Stored data:
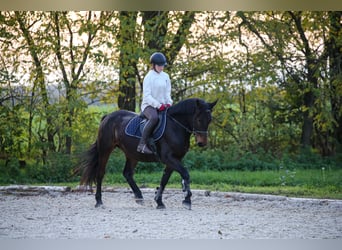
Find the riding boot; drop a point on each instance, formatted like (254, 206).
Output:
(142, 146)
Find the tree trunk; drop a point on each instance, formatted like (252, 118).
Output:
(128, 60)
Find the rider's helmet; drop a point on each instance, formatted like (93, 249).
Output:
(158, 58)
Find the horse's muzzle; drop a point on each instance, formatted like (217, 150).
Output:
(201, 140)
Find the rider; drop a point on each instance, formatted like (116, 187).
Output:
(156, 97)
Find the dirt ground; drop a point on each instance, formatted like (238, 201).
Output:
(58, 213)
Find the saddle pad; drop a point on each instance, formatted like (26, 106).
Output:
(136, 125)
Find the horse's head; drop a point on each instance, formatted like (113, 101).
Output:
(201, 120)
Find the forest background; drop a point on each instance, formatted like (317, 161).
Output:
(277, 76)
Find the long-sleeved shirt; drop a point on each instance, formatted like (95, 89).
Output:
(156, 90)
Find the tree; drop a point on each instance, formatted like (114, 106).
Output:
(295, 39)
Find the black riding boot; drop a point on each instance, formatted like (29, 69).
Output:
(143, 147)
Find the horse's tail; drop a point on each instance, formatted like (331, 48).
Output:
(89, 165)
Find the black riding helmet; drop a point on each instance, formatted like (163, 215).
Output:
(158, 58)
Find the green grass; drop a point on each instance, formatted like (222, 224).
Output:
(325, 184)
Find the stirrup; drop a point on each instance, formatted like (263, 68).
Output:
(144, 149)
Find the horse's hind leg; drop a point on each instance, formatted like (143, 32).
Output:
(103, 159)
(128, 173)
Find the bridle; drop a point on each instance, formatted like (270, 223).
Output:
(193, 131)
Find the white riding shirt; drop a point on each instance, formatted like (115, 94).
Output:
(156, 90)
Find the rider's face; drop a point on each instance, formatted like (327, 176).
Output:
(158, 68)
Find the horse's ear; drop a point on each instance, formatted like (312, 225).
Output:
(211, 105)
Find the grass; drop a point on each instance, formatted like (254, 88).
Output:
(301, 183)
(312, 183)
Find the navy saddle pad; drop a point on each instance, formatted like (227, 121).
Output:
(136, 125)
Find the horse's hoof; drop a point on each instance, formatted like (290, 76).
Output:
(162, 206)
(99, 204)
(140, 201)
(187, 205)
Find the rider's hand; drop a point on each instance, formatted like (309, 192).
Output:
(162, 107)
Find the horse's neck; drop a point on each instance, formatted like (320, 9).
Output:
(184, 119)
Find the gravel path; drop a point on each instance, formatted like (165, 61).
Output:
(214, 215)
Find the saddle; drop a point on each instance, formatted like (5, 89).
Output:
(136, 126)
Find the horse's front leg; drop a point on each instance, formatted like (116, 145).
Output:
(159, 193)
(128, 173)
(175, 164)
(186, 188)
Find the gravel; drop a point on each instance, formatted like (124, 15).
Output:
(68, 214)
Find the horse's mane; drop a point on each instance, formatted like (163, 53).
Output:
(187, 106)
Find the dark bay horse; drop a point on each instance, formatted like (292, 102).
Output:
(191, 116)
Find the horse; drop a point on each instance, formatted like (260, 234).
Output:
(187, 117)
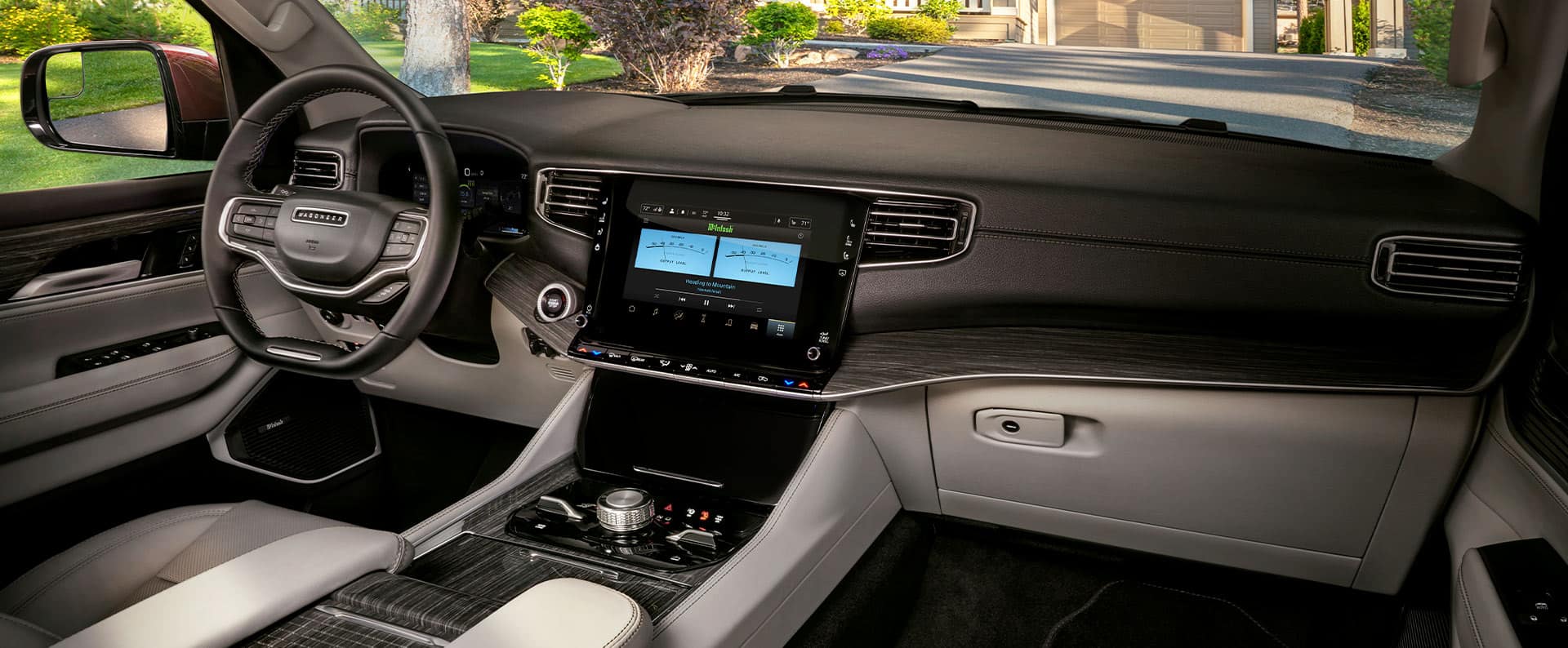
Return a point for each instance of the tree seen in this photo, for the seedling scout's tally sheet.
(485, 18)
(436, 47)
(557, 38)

ASSIGNMENT> Your copy of the entries must be exact and must not include any of their pictures.

ANSWER TO THE EXERCISE>
Find the riding boot; drop a point on each instance, formatted like (254, 206).
Output:
(142, 146)
Find the tree trunk; drop a point on each instance, formatted like (252, 118).
Output:
(128, 60)
Find the rider's helmet; drop a point on each instance, formatted like (93, 249).
Output:
(158, 58)
Find the horse's muzzle; drop a point on each instance, formatted like (217, 150).
Output:
(201, 140)
Find the rider; drop a point on each instance, formatted like (116, 187).
Output:
(156, 97)
Find the dirt ground; drop a point on each instance, formatted like (238, 201).
Output:
(58, 213)
Find the saddle pad; drop a point on each instance, formatted like (26, 106).
Output:
(136, 125)
Find the horse's head; drop a point on each instance, formatted like (113, 101).
Output:
(201, 120)
Find the forest background; drop a point on each instance, formatted like (317, 161).
Output:
(277, 76)
Find the long-sleeved shirt; drop a point on each instance, formatted like (95, 89).
Output:
(156, 90)
Find the tree; drop a point on each instance, formatted like (114, 106).
Output:
(295, 39)
Find the black riding boot; drop a point on each instance, formatted like (29, 69).
Output:
(143, 147)
Find the horse's tail; drop a point on each instance, formatted like (331, 48).
Output:
(89, 165)
Find the black riding helmet; drop a point on each instance, formatted like (163, 215).
Output:
(158, 58)
Find the green grass; drop a point on each instance, formatted like (222, 224).
Output:
(325, 184)
Find the stirrup; drop a point on each instance, formatted like (263, 68).
Output:
(144, 149)
Find the horse's hind leg; drop a point on each instance, formatted like (143, 32).
Output:
(103, 159)
(128, 173)
Find the bridle; drop a point on each instance, formatted like (270, 223).
Output:
(193, 131)
Find the white riding shirt; drop a point on each instance, formatted like (115, 94).
Output:
(156, 90)
Find the rider's face; drop a point on each instance, formatted like (327, 176).
Output:
(158, 68)
Find the horse's ear; drop a point on each instance, formatted like (312, 225).
Output:
(211, 105)
Find the grass; drop a point on each instance, formatted like (254, 88).
Output:
(301, 183)
(312, 183)
Find the navy saddle pad; drop a point on each instance, formatted like (227, 121).
Output:
(136, 125)
Find the horse's hoof; drop a point on each instance, formatted like (290, 76).
Output:
(162, 206)
(99, 204)
(140, 201)
(187, 205)
Find the rider's hand; drop a point on each instance, formatted like (309, 192).
Output:
(162, 107)
Find the horse's neck; drop a point on each instance, formatted like (320, 9).
Output:
(184, 119)
Find the gravel path; drop a point on each instance, formatted like (165, 61).
Output:
(214, 215)
Find the saddle; drop a point on each instance, formatted like (5, 89).
Output:
(136, 126)
Find the horse's front leg; drop a point on each instance, formatted like (116, 145).
Output:
(159, 193)
(128, 173)
(175, 164)
(186, 188)
Find the gravel; drop a point on each instance, formatted like (124, 15).
Output:
(68, 214)
Find the horse's mane; drop a point on each instance, formatted like (163, 53).
Output:
(187, 106)
Find the dark bay horse; drop a point on each instance, formatted like (292, 102).
Output:
(191, 116)
Find the horse; drop a point on each instance, formatted like (260, 234).
Output:
(187, 117)
Return a point for each instance of the tree seen in this photo, for the seedling scout's tally sheet.
(485, 18)
(436, 47)
(557, 38)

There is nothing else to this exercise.